Records shown:
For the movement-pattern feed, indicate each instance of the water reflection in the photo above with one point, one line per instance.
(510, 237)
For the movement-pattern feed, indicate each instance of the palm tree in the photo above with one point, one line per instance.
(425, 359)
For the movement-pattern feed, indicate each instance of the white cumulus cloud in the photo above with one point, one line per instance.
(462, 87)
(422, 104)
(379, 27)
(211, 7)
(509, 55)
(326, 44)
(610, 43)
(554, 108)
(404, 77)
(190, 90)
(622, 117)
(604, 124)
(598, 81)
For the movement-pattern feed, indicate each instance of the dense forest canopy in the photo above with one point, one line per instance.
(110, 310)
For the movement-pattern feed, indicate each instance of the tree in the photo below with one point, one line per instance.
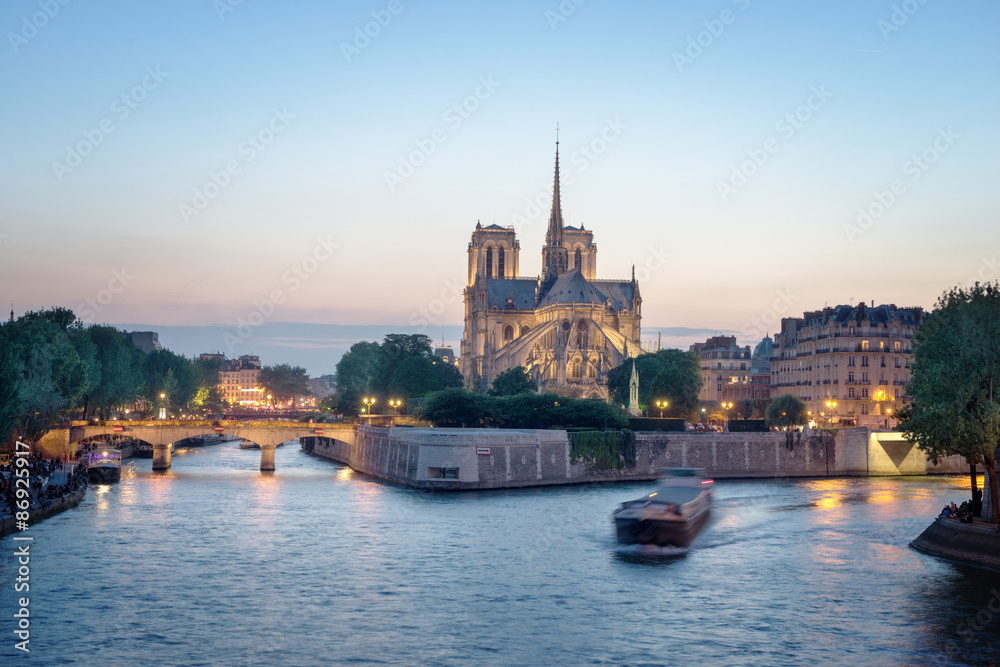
(10, 393)
(682, 382)
(954, 392)
(284, 382)
(512, 382)
(679, 383)
(786, 411)
(356, 369)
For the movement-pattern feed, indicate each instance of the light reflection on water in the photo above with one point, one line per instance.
(214, 563)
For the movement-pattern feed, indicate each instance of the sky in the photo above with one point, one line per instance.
(240, 170)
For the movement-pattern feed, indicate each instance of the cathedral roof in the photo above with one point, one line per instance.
(621, 292)
(521, 290)
(572, 287)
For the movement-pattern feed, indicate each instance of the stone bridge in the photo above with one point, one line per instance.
(60, 441)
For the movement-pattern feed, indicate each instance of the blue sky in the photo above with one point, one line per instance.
(732, 212)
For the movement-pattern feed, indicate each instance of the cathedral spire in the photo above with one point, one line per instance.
(555, 258)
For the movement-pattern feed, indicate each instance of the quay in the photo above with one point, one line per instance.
(471, 459)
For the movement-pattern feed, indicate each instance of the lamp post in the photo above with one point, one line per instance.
(369, 402)
(830, 408)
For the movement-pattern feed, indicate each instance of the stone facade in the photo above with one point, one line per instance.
(566, 327)
(849, 364)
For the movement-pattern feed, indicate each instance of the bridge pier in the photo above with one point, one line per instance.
(267, 457)
(161, 456)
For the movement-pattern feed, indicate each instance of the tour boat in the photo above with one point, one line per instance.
(104, 465)
(671, 516)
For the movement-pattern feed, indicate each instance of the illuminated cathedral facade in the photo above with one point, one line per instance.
(566, 327)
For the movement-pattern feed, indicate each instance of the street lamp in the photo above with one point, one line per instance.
(369, 402)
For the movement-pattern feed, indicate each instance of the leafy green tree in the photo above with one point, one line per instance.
(284, 382)
(512, 382)
(955, 384)
(119, 370)
(455, 407)
(10, 393)
(357, 368)
(786, 411)
(172, 375)
(684, 377)
(679, 383)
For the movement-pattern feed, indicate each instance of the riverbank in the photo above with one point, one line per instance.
(9, 524)
(476, 459)
(976, 543)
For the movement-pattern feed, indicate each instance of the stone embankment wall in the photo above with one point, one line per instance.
(977, 543)
(441, 458)
(9, 524)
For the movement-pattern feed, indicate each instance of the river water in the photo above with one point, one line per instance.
(214, 563)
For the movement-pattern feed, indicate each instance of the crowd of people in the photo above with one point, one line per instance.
(41, 493)
(962, 513)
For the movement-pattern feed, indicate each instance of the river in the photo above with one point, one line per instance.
(214, 563)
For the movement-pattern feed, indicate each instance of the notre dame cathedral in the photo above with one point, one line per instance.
(566, 327)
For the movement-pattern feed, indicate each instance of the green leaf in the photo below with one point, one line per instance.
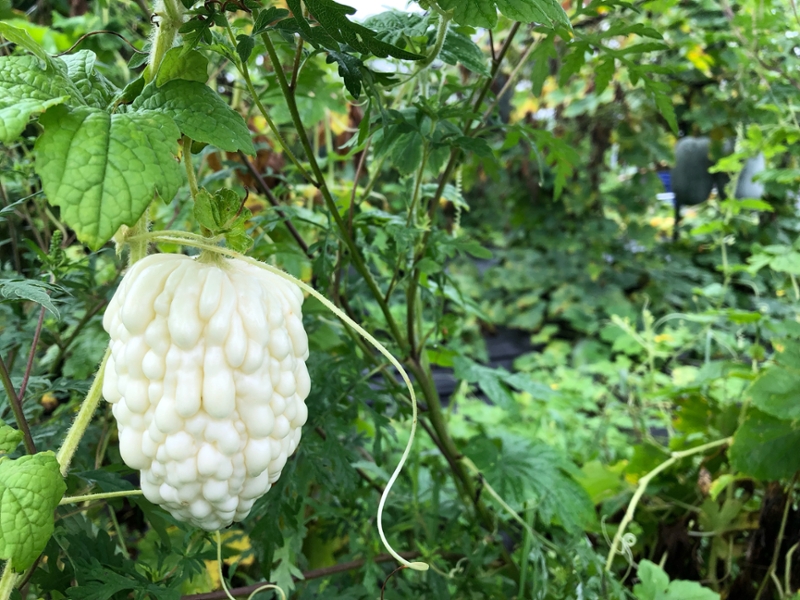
(655, 585)
(224, 214)
(603, 74)
(30, 489)
(25, 90)
(460, 48)
(104, 170)
(338, 29)
(95, 89)
(181, 64)
(29, 289)
(245, 47)
(267, 17)
(22, 38)
(199, 112)
(10, 438)
(407, 152)
(349, 70)
(541, 64)
(777, 392)
(483, 13)
(765, 447)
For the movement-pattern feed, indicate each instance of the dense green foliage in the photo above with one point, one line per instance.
(446, 185)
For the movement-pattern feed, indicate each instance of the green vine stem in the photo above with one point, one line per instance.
(642, 487)
(171, 14)
(441, 37)
(75, 433)
(248, 81)
(187, 161)
(103, 496)
(7, 581)
(330, 203)
(16, 407)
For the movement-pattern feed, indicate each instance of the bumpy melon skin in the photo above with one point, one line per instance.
(208, 382)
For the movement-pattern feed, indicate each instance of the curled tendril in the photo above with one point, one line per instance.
(627, 542)
(226, 589)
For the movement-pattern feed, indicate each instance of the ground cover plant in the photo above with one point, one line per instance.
(249, 247)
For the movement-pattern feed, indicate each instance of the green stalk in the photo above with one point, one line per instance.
(103, 496)
(70, 445)
(330, 203)
(187, 161)
(245, 73)
(7, 581)
(171, 13)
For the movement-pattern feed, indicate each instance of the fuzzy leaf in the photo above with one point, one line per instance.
(199, 112)
(765, 447)
(9, 438)
(483, 13)
(25, 90)
(104, 170)
(181, 64)
(460, 48)
(30, 489)
(333, 20)
(29, 289)
(349, 70)
(96, 89)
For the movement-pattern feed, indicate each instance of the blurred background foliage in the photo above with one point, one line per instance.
(576, 333)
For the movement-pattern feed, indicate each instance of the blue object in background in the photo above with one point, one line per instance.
(666, 179)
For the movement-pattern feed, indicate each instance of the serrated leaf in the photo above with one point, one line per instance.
(545, 50)
(10, 438)
(765, 447)
(244, 47)
(338, 29)
(29, 289)
(104, 170)
(349, 70)
(460, 48)
(655, 585)
(30, 489)
(406, 153)
(23, 39)
(199, 112)
(181, 64)
(25, 90)
(267, 17)
(477, 145)
(393, 26)
(603, 74)
(520, 471)
(483, 13)
(93, 86)
(223, 213)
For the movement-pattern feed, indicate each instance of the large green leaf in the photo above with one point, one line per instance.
(199, 112)
(26, 89)
(30, 489)
(104, 170)
(336, 28)
(765, 447)
(483, 13)
(96, 89)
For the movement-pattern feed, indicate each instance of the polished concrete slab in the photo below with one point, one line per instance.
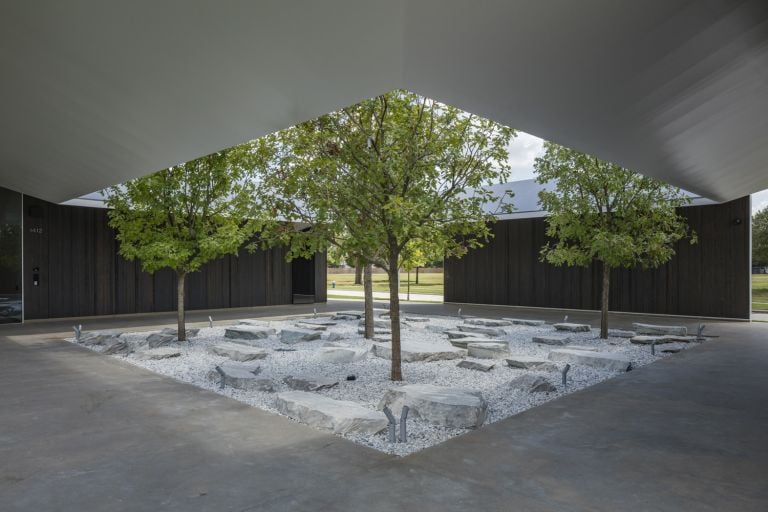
(80, 431)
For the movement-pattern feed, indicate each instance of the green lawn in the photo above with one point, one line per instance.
(760, 291)
(431, 283)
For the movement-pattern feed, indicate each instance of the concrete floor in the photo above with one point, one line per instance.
(84, 432)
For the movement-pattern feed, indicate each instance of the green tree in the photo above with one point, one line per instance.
(186, 215)
(600, 212)
(760, 238)
(388, 171)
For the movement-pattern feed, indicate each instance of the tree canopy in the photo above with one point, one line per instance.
(599, 211)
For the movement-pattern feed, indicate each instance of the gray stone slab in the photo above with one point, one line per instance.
(488, 350)
(337, 416)
(473, 365)
(291, 335)
(248, 332)
(238, 351)
(600, 360)
(309, 382)
(653, 329)
(491, 331)
(412, 351)
(525, 321)
(487, 322)
(557, 341)
(531, 363)
(450, 407)
(571, 327)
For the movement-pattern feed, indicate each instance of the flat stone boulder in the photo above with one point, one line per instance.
(599, 360)
(412, 351)
(99, 337)
(450, 407)
(341, 354)
(237, 351)
(291, 335)
(531, 363)
(525, 321)
(463, 342)
(452, 334)
(620, 333)
(155, 354)
(488, 350)
(571, 327)
(191, 333)
(487, 322)
(309, 382)
(556, 341)
(337, 416)
(642, 339)
(119, 347)
(532, 384)
(490, 331)
(248, 332)
(472, 365)
(348, 315)
(158, 339)
(652, 329)
(241, 377)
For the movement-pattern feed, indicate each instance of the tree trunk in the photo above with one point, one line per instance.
(394, 313)
(368, 292)
(409, 286)
(358, 271)
(604, 302)
(181, 328)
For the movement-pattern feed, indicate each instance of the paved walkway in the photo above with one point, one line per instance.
(84, 432)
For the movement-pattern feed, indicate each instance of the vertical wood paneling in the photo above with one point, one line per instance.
(710, 278)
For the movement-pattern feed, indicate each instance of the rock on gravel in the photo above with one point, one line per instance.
(525, 321)
(571, 327)
(309, 382)
(551, 340)
(487, 322)
(237, 351)
(412, 351)
(491, 331)
(530, 383)
(473, 365)
(290, 335)
(488, 350)
(241, 377)
(158, 353)
(531, 363)
(464, 342)
(599, 360)
(338, 416)
(341, 354)
(446, 406)
(248, 332)
(677, 330)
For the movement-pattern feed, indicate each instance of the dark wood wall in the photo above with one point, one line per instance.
(710, 278)
(81, 274)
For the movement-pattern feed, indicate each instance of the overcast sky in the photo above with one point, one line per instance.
(525, 148)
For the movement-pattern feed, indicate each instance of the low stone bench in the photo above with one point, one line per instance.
(599, 360)
(450, 407)
(337, 416)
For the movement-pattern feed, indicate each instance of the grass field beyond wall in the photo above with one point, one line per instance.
(431, 283)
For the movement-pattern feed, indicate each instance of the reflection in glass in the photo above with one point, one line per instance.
(10, 256)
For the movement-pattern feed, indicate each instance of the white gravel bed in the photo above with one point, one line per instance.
(372, 373)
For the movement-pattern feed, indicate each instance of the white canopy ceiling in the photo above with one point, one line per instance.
(97, 92)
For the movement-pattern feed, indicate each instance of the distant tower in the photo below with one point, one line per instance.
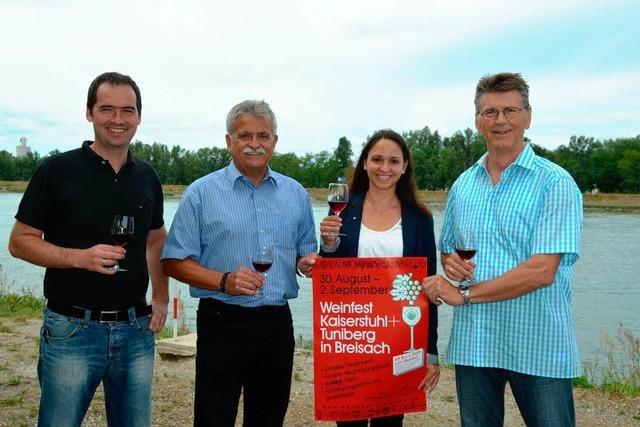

What is being asked: How many lines in the records above contain the word "reflection", counting only case-sensitive matches? Reply with the number alone.

Output for this task: 3